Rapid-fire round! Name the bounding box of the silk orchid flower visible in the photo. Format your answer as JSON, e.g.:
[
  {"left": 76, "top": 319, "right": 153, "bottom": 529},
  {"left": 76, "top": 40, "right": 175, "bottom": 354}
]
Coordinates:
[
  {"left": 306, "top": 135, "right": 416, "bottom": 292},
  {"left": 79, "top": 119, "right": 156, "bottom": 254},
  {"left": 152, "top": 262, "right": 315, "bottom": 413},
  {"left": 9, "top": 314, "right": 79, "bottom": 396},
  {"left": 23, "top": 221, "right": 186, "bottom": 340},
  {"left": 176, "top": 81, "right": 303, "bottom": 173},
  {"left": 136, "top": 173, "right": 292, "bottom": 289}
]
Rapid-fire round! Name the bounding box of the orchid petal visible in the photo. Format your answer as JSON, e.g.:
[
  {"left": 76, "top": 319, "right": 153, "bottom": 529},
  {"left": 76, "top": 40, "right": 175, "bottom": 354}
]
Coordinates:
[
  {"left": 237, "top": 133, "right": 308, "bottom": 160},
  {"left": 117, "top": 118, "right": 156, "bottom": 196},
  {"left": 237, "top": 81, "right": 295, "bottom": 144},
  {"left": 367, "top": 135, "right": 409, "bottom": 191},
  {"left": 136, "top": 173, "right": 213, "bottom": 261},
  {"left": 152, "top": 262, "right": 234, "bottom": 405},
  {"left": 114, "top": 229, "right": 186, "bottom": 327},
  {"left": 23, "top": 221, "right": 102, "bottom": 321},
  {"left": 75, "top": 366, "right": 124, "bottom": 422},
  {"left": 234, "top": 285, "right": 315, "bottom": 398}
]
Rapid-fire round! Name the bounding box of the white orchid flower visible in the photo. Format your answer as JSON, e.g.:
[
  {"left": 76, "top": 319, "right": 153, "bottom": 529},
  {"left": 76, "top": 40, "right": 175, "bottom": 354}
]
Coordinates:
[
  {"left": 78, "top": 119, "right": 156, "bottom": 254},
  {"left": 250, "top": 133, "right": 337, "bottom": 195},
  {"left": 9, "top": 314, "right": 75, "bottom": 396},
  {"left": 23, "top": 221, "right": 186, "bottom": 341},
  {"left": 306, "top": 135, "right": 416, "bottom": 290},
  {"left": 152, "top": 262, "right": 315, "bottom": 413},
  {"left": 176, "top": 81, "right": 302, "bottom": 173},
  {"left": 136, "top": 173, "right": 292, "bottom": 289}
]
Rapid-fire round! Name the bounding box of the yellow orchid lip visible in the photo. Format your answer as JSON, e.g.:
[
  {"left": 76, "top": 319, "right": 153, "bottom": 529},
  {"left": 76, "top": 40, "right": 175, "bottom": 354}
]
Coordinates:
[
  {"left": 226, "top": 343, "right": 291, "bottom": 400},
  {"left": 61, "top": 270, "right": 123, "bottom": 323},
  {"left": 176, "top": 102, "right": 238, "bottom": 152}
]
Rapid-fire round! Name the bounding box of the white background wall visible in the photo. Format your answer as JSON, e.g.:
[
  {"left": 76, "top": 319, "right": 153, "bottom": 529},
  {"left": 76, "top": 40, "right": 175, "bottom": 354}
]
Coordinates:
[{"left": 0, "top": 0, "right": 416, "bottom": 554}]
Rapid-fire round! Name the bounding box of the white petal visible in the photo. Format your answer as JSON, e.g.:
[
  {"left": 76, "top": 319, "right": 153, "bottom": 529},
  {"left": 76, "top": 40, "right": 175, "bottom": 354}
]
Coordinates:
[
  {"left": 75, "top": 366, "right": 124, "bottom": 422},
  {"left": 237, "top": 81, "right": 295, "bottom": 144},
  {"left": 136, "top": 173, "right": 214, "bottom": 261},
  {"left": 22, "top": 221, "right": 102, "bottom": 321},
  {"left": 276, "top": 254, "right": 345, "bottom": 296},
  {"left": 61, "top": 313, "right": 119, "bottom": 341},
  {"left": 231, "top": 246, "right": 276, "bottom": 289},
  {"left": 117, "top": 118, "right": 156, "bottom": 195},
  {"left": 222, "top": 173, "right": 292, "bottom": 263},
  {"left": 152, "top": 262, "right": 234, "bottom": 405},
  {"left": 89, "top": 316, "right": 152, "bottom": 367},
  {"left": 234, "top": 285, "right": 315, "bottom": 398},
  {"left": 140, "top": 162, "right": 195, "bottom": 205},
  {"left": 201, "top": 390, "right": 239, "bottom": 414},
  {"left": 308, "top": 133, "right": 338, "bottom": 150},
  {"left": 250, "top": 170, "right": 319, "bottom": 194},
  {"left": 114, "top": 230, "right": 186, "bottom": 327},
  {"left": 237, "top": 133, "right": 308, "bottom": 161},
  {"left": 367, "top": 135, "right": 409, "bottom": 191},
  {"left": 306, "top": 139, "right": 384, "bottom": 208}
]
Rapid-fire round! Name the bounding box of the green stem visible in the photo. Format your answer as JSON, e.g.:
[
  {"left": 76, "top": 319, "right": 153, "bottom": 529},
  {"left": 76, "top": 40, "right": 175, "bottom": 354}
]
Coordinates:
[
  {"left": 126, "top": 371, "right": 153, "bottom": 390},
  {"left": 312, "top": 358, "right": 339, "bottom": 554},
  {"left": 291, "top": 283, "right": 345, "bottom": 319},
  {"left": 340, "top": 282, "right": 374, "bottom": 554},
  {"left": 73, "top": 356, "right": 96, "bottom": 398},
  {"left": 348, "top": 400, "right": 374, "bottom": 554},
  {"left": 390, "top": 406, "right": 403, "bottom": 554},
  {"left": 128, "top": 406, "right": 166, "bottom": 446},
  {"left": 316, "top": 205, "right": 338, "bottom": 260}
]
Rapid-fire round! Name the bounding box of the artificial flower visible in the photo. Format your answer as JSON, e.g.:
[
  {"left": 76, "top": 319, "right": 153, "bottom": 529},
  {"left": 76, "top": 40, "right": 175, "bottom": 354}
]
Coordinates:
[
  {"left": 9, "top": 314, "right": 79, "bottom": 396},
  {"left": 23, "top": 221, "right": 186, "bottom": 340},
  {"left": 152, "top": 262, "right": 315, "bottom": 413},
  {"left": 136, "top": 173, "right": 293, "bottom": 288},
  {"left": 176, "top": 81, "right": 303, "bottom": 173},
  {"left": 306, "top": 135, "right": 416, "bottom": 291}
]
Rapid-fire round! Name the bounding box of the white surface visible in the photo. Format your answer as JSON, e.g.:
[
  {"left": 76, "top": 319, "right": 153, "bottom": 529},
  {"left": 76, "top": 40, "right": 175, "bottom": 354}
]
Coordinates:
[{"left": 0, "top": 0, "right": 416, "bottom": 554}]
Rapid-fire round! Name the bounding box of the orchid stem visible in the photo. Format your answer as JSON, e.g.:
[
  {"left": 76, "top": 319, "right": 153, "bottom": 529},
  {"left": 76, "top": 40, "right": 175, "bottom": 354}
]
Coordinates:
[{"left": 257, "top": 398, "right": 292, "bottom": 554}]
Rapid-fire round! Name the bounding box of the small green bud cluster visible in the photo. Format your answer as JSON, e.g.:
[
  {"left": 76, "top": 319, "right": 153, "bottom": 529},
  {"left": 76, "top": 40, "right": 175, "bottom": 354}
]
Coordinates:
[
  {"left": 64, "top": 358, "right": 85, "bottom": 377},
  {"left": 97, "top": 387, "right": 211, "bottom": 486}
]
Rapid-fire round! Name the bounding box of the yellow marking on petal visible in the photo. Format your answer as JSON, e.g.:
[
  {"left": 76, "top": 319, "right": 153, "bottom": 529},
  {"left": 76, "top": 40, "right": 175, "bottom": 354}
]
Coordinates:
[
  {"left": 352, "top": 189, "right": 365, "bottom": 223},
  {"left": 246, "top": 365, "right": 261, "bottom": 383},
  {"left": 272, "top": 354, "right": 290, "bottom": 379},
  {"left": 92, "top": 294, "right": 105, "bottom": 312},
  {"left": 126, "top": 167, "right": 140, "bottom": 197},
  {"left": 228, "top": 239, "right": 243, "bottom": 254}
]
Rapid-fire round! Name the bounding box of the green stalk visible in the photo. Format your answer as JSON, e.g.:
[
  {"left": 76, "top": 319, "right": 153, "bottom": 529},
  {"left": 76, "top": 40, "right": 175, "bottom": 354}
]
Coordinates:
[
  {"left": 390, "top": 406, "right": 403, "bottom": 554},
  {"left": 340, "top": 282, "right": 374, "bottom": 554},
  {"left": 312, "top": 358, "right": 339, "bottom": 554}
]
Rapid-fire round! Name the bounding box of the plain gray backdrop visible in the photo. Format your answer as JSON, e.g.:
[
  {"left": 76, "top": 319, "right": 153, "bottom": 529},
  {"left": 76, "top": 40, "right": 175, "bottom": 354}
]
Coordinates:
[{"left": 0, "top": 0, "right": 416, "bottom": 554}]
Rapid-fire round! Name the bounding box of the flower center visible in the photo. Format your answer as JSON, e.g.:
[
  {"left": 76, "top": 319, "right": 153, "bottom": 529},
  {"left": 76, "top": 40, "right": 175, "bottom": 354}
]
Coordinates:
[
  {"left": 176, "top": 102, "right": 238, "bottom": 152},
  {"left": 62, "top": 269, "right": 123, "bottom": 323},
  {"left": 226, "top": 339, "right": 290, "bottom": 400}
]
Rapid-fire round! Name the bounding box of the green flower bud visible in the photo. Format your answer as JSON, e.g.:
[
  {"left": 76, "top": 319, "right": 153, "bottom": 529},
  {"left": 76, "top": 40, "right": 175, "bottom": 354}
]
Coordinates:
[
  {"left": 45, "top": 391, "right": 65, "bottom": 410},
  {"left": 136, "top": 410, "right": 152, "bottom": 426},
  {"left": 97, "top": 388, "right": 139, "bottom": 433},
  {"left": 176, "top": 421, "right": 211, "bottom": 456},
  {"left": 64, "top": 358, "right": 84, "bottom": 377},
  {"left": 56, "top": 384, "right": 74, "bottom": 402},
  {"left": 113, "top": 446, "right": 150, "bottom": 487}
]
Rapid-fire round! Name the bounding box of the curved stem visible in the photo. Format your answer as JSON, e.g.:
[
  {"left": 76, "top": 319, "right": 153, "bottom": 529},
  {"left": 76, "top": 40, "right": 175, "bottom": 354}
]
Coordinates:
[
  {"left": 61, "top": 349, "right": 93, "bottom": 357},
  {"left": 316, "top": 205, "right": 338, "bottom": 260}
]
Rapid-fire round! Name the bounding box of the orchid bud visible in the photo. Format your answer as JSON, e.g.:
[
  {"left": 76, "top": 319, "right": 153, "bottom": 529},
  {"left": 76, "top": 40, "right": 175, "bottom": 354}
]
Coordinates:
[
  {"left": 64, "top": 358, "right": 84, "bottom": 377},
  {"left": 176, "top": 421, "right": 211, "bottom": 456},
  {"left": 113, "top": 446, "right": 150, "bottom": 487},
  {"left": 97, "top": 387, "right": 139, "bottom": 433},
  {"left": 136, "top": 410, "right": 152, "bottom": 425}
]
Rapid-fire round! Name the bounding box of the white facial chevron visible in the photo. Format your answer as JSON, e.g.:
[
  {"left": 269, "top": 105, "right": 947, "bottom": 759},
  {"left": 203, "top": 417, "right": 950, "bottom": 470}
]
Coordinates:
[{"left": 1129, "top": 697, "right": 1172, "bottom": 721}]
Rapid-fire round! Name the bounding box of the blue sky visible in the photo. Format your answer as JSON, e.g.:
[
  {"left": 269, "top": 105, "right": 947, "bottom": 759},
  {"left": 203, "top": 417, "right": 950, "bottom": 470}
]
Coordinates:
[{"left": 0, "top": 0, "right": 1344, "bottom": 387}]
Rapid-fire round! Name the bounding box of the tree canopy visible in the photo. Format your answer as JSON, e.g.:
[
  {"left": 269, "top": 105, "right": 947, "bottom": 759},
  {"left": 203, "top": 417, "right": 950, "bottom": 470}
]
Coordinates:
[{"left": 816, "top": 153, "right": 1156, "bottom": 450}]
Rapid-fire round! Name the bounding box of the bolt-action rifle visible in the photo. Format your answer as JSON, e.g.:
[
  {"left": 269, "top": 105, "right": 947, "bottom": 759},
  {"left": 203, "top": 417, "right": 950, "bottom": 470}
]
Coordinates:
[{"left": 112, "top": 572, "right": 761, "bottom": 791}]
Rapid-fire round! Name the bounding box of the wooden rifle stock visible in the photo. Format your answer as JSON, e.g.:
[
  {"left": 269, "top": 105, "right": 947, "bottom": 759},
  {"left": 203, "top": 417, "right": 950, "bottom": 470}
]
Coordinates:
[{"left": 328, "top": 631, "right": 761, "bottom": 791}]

### Goal of the exercise
Show each line of the data above that contains the word "white".

### Output
Rapid-fire round! Name the bounding box of the white orchid flower visible in the photo. Format your answer as JSON, e.g.:
Rapid-fire round! Name the bounding box of the white background wall visible in the photo. Format your answer as JSON, e.g.:
Rapid-fire round! Name the bounding box of the white petal visible in the photo. Format your answer as JSON, e.g.:
Rapid-fire round! Name the bounding box of the white surface visible in the photo. Format your answer as JSON, e.g.:
Rapid-fire round! Name the bounding box of the white facial chevron visible in the photo. Format your answer as JSON, e.g.:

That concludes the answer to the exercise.